**Job**
Rewrite the records below, changing each "keypoint" to "marker" and leaving everything else the same.

**Given records**

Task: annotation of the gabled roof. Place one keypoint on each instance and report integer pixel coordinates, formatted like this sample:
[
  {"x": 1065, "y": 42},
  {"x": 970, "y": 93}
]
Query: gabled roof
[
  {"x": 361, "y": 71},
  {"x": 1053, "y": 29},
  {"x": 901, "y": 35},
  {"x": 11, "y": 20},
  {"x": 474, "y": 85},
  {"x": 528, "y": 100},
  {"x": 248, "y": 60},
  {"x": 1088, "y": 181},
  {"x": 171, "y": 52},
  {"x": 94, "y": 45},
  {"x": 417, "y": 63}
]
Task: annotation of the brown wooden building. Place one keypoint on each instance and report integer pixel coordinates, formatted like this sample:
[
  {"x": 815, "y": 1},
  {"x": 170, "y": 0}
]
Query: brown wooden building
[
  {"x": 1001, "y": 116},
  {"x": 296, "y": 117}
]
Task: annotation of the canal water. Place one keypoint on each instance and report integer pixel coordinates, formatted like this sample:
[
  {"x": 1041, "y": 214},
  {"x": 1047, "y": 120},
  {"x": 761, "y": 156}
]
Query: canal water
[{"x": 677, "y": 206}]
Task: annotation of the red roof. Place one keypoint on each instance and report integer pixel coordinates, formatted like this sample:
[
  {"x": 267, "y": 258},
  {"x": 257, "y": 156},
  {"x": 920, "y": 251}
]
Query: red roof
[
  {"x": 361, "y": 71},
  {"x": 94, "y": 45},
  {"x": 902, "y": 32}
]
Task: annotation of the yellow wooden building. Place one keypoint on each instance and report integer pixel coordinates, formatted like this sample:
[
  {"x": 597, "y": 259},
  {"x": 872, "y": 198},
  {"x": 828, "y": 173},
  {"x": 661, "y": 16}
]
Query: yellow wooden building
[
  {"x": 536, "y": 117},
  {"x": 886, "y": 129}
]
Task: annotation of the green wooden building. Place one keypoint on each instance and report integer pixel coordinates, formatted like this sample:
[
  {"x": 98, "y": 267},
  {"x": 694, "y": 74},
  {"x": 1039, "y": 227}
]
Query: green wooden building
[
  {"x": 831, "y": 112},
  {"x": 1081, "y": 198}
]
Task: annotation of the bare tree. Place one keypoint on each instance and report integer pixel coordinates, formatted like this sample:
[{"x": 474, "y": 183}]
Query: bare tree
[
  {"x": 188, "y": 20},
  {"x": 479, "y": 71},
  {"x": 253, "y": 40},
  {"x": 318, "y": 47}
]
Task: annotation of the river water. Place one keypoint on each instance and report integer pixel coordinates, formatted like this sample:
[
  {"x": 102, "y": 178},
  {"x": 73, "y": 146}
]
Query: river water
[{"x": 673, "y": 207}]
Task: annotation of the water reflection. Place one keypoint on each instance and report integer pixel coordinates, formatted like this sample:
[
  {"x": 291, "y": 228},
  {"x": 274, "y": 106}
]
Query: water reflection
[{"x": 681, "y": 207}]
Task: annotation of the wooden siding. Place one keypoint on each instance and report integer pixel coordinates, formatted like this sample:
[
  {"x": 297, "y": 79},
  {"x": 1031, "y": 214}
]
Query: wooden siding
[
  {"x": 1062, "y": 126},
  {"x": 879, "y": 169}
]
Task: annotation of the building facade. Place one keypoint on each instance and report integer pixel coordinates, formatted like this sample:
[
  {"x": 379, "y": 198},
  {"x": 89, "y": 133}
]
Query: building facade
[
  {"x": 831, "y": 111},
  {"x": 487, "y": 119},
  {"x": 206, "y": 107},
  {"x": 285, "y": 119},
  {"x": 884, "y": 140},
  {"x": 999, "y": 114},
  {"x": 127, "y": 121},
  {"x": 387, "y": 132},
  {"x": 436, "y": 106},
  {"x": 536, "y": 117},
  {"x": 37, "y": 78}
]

**Exercise response**
Task: annotation of the gabled roof. Place one marker on each instance and report integer pixel coordinates, formatted like this sample:
[
  {"x": 1065, "y": 42},
  {"x": 970, "y": 93}
]
Query: gabled roof
[
  {"x": 361, "y": 71},
  {"x": 1053, "y": 29},
  {"x": 901, "y": 35},
  {"x": 11, "y": 20},
  {"x": 474, "y": 85},
  {"x": 528, "y": 100},
  {"x": 248, "y": 60},
  {"x": 1088, "y": 181},
  {"x": 171, "y": 52},
  {"x": 94, "y": 45},
  {"x": 417, "y": 63}
]
Task: annotation of the brown wooden building. Place one marker on each instance and report integer pixel coordinates, formatted like this sample:
[
  {"x": 815, "y": 1},
  {"x": 170, "y": 0}
]
Query: brown wooden building
[
  {"x": 1001, "y": 116},
  {"x": 296, "y": 117}
]
Task: annotation of the canal water. Place one marker on each instance and report integer pixel coordinates, formatted like this sample:
[
  {"x": 1041, "y": 214},
  {"x": 1047, "y": 120},
  {"x": 761, "y": 156}
]
Query: canal water
[{"x": 677, "y": 206}]
Task: annotation of the red roof. Place one marker on each instance and report integer pixel coordinates, formatted like this sample:
[
  {"x": 267, "y": 258},
  {"x": 257, "y": 156},
  {"x": 920, "y": 251}
]
Query: red roof
[
  {"x": 361, "y": 71},
  {"x": 94, "y": 45},
  {"x": 902, "y": 32}
]
Task: annotation of the yellow wooden building. Place one marker on each instance and report integer pixel coordinates, formatted like this sample:
[
  {"x": 597, "y": 259},
  {"x": 872, "y": 198},
  {"x": 828, "y": 173},
  {"x": 661, "y": 16}
]
Query: yellow wooden building
[
  {"x": 536, "y": 117},
  {"x": 886, "y": 129}
]
Task: annotation of the green wooden building. Place one marker on each instance and report integer pixel coordinates, formatted like this sample:
[
  {"x": 98, "y": 267},
  {"x": 694, "y": 74},
  {"x": 1039, "y": 227}
]
Query: green wooden building
[
  {"x": 831, "y": 112},
  {"x": 1081, "y": 198}
]
Task: annotation of the bare tree. Place one marker on each instance and report integer pixel coordinates, formatted like this sample:
[{"x": 474, "y": 183}]
Query: bare tree
[
  {"x": 188, "y": 20},
  {"x": 479, "y": 71},
  {"x": 253, "y": 40},
  {"x": 318, "y": 47}
]
Task: annotation of the river water. Place one marker on each instance and report integer pixel coordinates, formatted like this sample:
[
  {"x": 102, "y": 178},
  {"x": 73, "y": 146}
]
Query: river water
[{"x": 673, "y": 207}]
Task: annotation of the water reflection. Place one marker on each instance and report integer pixel coordinates, formatted like this sample:
[
  {"x": 291, "y": 228},
  {"x": 274, "y": 106}
]
Query: water reflection
[{"x": 681, "y": 207}]
Task: annotation of the wooden siding. Place one marker on each instance and report integer pixel coordinates, formatted like this sample:
[
  {"x": 297, "y": 79},
  {"x": 1031, "y": 214}
]
Query: wooden siding
[
  {"x": 1062, "y": 126},
  {"x": 879, "y": 169}
]
Task: annotation of the building facade. Place one marker on each instance and report integer pixel coordinates, formatted like this sample:
[
  {"x": 379, "y": 198},
  {"x": 89, "y": 133}
]
Query: building facade
[
  {"x": 831, "y": 111},
  {"x": 487, "y": 119},
  {"x": 206, "y": 107},
  {"x": 285, "y": 119},
  {"x": 884, "y": 140},
  {"x": 999, "y": 114},
  {"x": 127, "y": 121},
  {"x": 387, "y": 132},
  {"x": 436, "y": 106},
  {"x": 536, "y": 117},
  {"x": 37, "y": 78}
]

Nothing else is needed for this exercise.